§ **Aim of the exercise**: Take each line in the entries below that holds "Where" and show it.

§ **Material to process**:
_ _ _

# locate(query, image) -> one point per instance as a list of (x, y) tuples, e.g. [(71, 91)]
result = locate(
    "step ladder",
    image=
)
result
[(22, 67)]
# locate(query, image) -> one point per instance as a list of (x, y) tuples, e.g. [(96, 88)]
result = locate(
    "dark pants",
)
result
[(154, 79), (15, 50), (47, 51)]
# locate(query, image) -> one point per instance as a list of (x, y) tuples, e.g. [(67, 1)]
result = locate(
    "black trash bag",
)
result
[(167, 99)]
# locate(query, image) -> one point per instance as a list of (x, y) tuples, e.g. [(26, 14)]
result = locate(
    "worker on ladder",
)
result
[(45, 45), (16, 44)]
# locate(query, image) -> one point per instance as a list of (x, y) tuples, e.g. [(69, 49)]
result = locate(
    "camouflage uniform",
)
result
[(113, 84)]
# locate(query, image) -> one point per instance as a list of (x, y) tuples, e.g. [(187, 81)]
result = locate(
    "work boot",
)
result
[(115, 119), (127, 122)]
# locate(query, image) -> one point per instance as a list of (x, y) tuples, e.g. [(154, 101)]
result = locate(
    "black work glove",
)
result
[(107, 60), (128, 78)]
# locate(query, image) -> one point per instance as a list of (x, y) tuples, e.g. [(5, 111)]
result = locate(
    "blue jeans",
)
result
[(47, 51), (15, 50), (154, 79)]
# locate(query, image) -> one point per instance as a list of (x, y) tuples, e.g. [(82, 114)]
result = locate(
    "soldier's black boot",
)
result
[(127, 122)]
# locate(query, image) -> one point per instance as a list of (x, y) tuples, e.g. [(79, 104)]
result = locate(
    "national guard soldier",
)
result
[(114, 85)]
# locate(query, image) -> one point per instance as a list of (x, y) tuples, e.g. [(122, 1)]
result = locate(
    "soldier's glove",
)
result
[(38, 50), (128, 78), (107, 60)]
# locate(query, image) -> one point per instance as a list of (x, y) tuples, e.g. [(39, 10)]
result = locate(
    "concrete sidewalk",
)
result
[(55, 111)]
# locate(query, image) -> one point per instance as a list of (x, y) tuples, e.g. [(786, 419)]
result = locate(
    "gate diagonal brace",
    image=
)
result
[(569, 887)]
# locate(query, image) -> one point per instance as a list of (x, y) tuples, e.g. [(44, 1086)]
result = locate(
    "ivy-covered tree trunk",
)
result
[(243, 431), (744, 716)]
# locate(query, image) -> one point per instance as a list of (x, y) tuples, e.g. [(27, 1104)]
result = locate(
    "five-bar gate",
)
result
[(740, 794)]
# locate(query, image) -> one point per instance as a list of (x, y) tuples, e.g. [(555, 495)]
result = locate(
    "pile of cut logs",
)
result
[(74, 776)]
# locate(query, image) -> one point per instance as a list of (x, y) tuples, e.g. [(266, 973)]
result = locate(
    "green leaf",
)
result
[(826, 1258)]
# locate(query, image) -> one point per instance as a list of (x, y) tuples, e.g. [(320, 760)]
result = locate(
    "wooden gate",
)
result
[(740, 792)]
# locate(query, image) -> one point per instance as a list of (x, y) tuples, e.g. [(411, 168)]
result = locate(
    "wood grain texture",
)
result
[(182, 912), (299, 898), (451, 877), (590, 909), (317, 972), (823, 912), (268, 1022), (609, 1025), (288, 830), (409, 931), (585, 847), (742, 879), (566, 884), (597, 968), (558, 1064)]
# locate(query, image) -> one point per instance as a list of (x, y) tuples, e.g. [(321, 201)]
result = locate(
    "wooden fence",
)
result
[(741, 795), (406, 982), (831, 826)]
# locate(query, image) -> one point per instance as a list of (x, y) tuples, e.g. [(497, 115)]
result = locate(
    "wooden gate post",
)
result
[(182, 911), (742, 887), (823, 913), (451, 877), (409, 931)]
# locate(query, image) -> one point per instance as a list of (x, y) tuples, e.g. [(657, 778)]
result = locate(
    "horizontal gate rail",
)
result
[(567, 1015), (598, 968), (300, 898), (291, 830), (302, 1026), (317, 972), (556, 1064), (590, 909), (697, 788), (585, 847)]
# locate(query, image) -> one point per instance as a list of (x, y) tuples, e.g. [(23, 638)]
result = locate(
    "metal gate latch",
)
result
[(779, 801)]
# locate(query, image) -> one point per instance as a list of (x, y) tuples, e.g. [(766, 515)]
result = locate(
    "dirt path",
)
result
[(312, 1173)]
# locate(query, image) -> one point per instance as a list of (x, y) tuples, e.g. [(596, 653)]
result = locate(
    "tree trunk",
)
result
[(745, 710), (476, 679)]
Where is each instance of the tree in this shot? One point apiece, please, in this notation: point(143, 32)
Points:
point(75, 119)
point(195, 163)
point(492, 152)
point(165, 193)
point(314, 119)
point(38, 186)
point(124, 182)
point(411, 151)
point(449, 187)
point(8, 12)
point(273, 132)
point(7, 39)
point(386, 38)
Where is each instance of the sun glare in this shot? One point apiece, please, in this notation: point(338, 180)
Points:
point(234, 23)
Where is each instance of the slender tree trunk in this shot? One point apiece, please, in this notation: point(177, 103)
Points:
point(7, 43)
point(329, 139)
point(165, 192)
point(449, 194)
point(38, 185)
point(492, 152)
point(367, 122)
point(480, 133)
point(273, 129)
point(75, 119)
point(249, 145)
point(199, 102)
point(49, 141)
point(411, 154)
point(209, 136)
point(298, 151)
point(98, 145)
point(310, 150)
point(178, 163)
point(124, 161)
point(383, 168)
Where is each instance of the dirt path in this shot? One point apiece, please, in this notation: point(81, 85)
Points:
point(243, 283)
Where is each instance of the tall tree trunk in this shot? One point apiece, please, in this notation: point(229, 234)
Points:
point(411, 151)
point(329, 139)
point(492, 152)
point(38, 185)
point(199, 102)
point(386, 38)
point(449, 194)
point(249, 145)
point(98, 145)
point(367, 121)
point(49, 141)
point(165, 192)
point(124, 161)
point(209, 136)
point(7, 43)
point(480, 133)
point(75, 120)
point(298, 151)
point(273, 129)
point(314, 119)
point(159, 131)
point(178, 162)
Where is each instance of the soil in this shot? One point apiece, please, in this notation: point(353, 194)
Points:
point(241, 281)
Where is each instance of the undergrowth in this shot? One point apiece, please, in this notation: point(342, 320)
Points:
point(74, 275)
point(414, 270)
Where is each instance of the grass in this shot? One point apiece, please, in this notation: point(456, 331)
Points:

_ _ _

§ **Reply**:
Where is each instance of the tree in this shot? One point apiece, please, in this notation: point(143, 32)
Where is each instance of the sun glare in this shot? One point apiece, please, in this notation: point(338, 180)
Where is each instance of the slender tree trunk in this shot? One point apiece, please, in this notation: point(177, 103)
Where is each instance of the dirt path in this shot? One point apiece, please, in this notation: point(81, 85)
Where is each instance of the tall tree trunk in this shot? One point apiece, please, in this notation: point(229, 234)
Where is each instance of the soil in this shot? One point apiece, please, in this notation: point(353, 194)
Where is each instance of the undergrowth in this shot? One point apiece, please, in this notation: point(342, 320)
Where is each instance of the grass in this shot? One point apiece, please, in this notation: point(456, 331)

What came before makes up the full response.